* **Work to do**
1 – Name every standard that the MC/DC patch message cites as requiring or recommending MC/DC.
2 – Carry on writing the MC/DC patch message from the point where it stops.

* **Page text**
-- Start --

Re: [PATCH v9 1/2] Add condition coverage (MC/DC)

Jørgen Kvalsvik Thu, 22 Feb 2024 06:24:52 -0800

On 22/02/2024 14:26, Jan Hubicka wrote:

Hello,

This patch adds support in gcc+gcov for modified condition/decision
coverage (MC/DC) with the -fcondition-coverage flag. MC/DC is a type of
test/code coverage and it is particularly important for safety-critical
applicaitons in industries like aviation and automotive. Notably, MC/DC
is required or recommended by:


     * DO-178C for the most critical software (Level A) in avionics.
     * IEC 61508 for SIL 4.
     * ISO 26262-6 for ASIL D.

 From the SQLite webpage:

     Two methods of measuring test coverage were described above:
     "statement" and "branch" coverage. There are many other test
     coverage metrics besides these two. Another popular metric is
     "Modified Condition/Decision Coverage" or MC/DC. Wikipedia defines
     MC/DC as follows:

         * Each decision tries every possible outcome.
         * Each condition in a decision takes on every possible outcome.
         * Each entry and exit point is invoked.
         * Each condition in a decision is shown to independently affect
           the outcome of the decision.

     In the C programming language where && and || are "short-circuit"
     operators, MC/DC and branch coverage are very nearly the same thing.

-- End --

Excerpts of location labeling data:
-- Start --

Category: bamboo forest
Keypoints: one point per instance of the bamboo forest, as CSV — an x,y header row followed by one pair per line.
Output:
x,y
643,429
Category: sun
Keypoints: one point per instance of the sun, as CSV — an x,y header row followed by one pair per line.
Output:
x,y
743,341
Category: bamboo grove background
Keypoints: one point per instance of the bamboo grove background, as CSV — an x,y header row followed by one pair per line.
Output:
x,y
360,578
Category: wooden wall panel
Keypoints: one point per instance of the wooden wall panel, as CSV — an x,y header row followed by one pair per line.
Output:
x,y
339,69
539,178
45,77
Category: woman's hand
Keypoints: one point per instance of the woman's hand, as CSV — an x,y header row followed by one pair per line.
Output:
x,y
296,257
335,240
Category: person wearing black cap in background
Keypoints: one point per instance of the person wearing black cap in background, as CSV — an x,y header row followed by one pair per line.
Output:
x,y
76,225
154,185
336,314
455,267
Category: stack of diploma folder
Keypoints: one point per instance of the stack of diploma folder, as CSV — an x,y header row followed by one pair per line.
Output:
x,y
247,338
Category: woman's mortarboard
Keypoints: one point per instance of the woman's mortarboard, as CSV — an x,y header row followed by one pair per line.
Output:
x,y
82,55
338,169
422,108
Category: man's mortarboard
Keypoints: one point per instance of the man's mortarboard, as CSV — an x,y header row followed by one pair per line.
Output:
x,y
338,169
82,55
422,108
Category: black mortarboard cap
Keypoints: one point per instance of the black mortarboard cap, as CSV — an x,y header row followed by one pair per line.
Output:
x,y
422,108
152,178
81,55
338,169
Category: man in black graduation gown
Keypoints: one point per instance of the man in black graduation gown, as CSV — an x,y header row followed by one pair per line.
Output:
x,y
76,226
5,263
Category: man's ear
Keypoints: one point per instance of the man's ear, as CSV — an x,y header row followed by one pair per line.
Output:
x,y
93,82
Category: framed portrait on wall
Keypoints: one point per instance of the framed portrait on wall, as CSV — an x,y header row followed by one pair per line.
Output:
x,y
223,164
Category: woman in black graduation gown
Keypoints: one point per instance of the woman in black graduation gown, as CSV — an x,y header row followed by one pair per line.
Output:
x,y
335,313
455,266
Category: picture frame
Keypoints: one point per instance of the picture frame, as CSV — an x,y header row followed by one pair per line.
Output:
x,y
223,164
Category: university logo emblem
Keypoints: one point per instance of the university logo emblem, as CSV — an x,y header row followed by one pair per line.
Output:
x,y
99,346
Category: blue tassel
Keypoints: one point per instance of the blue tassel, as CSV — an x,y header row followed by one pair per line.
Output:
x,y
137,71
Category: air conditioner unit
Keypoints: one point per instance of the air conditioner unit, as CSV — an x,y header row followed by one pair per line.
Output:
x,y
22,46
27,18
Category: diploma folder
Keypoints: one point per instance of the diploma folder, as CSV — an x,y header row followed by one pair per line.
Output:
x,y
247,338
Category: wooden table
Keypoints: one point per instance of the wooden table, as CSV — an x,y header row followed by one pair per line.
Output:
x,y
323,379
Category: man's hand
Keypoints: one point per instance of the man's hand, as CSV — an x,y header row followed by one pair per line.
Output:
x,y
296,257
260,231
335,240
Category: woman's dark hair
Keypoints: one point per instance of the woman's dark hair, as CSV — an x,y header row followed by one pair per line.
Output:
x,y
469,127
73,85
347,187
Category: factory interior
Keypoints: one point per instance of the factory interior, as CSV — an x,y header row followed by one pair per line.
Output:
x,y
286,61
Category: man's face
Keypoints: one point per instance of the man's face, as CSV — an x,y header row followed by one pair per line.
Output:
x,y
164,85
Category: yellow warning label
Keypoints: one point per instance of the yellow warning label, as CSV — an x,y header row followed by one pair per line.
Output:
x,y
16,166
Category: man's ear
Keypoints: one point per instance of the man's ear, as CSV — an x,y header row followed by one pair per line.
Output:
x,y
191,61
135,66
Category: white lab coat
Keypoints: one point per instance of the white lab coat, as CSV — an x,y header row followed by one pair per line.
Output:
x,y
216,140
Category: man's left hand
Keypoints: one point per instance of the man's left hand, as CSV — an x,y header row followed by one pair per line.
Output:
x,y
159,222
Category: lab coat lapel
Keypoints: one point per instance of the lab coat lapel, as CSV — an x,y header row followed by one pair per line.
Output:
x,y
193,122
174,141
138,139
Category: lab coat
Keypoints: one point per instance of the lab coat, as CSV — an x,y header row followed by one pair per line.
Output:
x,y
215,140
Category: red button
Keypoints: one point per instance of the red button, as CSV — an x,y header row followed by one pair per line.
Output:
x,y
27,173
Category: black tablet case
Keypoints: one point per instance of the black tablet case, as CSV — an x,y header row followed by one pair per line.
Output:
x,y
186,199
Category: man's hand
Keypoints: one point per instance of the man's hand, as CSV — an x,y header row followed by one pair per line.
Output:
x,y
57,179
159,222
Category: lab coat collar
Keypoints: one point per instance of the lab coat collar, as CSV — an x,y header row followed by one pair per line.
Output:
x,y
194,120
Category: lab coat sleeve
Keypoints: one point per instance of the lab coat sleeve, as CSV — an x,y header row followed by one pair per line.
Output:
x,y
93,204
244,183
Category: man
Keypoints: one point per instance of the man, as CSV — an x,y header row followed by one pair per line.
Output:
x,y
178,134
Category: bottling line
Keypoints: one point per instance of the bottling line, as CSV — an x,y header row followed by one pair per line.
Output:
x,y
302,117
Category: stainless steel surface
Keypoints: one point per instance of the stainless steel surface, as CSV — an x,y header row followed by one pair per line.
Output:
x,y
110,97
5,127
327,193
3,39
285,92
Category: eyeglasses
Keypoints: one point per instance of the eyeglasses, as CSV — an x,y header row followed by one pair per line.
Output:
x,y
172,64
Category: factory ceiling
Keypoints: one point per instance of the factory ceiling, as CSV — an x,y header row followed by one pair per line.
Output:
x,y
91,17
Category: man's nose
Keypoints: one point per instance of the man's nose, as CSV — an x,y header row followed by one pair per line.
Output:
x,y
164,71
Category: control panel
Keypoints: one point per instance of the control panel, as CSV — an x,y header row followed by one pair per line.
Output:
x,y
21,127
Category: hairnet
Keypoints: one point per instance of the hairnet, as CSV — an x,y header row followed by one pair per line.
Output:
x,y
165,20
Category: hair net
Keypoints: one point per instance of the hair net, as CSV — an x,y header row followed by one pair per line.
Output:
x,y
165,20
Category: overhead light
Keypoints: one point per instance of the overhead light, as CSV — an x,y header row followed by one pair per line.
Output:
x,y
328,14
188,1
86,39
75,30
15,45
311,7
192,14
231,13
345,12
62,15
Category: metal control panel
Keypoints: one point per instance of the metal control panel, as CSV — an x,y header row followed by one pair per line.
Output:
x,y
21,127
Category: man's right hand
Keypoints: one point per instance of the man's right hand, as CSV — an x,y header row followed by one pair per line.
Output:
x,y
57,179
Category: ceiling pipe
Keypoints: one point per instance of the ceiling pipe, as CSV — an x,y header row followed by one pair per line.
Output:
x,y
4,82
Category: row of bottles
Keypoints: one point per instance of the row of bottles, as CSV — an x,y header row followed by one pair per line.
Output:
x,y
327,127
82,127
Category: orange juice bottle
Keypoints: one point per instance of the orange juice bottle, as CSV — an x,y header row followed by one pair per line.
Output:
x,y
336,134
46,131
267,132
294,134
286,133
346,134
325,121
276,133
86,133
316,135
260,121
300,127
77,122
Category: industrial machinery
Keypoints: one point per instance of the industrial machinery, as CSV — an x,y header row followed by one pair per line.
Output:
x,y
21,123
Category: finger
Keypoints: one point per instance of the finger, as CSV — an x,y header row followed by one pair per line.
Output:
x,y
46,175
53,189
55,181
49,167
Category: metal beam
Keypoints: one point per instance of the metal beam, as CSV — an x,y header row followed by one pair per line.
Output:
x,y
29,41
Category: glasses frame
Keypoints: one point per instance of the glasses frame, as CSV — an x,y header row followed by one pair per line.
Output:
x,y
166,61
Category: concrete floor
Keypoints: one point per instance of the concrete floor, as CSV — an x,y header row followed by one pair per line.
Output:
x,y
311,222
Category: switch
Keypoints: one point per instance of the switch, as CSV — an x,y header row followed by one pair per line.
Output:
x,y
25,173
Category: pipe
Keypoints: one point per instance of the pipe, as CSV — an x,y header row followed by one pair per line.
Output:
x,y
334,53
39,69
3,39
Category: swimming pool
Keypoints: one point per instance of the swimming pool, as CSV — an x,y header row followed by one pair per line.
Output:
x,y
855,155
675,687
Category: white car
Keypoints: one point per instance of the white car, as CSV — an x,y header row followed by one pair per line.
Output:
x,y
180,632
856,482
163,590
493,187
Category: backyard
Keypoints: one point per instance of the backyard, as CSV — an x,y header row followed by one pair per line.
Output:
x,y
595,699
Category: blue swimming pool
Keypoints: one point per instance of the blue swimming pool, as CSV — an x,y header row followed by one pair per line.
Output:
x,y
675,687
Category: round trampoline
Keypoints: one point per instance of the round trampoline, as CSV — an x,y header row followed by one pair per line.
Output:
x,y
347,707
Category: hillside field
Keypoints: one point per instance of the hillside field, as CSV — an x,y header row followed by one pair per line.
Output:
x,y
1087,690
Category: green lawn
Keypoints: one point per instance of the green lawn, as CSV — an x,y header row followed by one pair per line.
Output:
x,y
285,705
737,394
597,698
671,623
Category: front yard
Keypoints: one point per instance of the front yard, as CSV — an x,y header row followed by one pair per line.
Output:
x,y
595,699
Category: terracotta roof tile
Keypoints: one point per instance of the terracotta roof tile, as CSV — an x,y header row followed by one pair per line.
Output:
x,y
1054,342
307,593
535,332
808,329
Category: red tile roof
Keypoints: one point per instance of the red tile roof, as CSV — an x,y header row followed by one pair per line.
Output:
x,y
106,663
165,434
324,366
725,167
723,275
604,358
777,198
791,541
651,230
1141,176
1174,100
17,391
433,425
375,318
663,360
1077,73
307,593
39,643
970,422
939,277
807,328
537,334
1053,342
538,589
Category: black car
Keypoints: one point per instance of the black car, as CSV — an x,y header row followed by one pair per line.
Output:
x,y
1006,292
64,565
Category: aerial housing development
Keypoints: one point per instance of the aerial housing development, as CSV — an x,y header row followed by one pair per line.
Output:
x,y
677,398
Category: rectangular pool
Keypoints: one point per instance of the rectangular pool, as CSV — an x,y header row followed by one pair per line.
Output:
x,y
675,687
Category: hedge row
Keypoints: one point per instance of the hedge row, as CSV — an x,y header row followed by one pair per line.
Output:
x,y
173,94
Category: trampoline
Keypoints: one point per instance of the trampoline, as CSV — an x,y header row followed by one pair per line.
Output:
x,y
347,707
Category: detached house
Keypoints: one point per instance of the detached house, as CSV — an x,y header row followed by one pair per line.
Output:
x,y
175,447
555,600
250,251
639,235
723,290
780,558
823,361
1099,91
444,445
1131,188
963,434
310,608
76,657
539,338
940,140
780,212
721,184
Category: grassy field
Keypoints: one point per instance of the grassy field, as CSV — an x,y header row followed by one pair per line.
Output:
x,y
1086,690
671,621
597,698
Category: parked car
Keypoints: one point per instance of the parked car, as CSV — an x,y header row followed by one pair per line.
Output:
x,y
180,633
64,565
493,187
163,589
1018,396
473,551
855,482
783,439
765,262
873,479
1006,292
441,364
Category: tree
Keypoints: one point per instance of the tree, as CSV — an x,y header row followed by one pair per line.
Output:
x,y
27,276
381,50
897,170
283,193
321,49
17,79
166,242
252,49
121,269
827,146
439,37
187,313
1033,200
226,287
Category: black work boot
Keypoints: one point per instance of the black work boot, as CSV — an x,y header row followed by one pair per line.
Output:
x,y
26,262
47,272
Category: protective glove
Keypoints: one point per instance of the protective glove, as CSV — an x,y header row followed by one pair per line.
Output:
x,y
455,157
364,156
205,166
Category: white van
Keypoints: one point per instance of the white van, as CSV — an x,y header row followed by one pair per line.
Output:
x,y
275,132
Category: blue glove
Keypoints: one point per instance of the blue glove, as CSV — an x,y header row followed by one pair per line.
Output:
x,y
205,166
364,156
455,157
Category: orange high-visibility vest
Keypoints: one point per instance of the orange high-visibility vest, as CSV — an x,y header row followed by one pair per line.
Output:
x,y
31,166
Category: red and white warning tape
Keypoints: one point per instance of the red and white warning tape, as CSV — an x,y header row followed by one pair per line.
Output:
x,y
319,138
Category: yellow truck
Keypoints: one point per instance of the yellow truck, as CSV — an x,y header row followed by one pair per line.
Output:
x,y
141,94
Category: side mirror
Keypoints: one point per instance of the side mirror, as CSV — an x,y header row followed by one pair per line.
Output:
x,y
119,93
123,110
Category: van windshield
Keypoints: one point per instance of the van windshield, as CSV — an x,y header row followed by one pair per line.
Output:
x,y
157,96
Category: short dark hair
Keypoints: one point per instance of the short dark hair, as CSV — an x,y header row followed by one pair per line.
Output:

-- End --

* **The answers**
1 – DO-178C, IEC 61508, ISO 26262-6

2 –
     The primary difference is in boolean vector tests. One can test for
     any of several bits in bit-vector and still obtain 100% branch test
     coverage even though the second element of MC/DC - the requirement
     that each condition in a decision take on every possible outcome -
     might not be satisfied.

     https://sqlite.org/testing.html#mcdc

MC/DC comes in different flavours, the most important being unique
cause MC/DC and masking MC/DC - this patch implements masking MC/DC,
which is works well with short circuiting semantics, and according to
John Chilenski's "An Investigation of Three Forms of the Modified
Condition Decision Coverage (MCDC) Criterion" (2001) is as good as
unique cause at catching bugs.

Whalen, Heimdahl, and De Silva "Efficient Test Coverage Measurement for
MC/DC" describes an algorithm for determining masking from an AST walk,
but my algorithm figures this out from analyzing the control flow graph.
The CFG is considered a binary decision diagram and an evaluation
becomes a path through the BDD, which is recorded. Certain paths will
mask ("null out") the contribution from earlier path segments, which can
be determined by finding short circuit endpoints. Masking is the
short circuiting of terms in the reverse-ordered Boolean function, and
the masked terms do not affect the decision like short-circuited
terms do not affect the decision.

A tag/discriminator mapping from gcond->uid is created during
gimplification and made available through the function struct. The
values are unimportant as long as basic conditions constructed from a
single Boolean expression are given the same identifier. This happens in
the breaking down of ANDIF/ORIF trees, so the coverage generally works
well for frontends that create such trees.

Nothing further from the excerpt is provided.